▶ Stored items
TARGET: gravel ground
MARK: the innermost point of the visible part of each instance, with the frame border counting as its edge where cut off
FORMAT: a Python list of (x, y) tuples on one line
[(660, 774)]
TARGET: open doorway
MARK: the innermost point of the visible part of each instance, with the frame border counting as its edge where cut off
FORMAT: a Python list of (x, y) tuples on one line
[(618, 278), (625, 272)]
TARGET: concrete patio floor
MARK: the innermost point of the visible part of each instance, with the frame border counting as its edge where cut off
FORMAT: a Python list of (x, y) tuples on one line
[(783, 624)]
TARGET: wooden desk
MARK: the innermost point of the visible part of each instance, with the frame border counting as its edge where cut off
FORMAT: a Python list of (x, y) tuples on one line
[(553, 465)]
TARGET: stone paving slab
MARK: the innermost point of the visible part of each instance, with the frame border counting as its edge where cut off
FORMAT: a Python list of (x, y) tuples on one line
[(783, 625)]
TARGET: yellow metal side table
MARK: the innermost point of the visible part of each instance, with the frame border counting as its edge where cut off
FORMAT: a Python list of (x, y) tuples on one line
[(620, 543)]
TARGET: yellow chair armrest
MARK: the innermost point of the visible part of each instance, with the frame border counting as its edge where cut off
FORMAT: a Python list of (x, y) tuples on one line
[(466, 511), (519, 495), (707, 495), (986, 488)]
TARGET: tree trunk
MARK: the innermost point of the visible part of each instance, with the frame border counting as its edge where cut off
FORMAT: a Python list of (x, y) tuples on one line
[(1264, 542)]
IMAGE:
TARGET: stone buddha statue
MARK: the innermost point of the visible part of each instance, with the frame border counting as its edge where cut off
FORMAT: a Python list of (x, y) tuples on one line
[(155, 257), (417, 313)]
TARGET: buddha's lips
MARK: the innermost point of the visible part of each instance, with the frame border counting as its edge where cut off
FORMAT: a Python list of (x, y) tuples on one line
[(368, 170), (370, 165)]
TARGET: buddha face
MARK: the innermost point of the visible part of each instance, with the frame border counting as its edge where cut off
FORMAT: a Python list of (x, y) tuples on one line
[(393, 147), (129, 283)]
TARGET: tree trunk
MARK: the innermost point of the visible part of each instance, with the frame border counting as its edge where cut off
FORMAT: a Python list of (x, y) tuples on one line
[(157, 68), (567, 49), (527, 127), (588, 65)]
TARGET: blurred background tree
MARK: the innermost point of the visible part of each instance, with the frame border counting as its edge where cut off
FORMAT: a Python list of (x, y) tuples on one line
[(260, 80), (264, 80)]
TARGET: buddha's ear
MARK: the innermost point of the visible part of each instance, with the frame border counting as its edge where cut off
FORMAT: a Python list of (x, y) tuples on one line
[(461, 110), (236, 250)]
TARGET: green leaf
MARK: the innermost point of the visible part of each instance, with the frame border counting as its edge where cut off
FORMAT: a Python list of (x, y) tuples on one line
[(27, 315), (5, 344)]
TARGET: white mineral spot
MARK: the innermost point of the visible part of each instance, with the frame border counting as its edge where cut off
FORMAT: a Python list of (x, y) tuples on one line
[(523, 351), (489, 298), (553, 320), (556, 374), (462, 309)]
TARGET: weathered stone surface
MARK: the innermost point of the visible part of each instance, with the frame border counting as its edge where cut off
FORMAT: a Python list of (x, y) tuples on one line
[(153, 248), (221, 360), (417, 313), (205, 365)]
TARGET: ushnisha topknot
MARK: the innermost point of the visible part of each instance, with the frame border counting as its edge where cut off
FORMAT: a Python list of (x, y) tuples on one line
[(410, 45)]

▶ Task details
Each line from the one containing "TARGET: weathered stone surface" to the final line of the entries above must be returned exactly, and no other line may appear.

▶ Exercise response
TARGET: weathered stone surface
MARK: the innermost point of the visible part of each instance, with the frame border counting as its edge where cut off
FORMAT: a Python list of (x, y) tuples on one line
[(153, 248), (221, 360), (417, 313), (205, 365)]
TARGET: ushnisha topknot
MARK: the innermost point of the visible part of each instance, with the frame border counting as its edge where cut off
FORMAT: a Python list of (x, y) tuples on one line
[(410, 45)]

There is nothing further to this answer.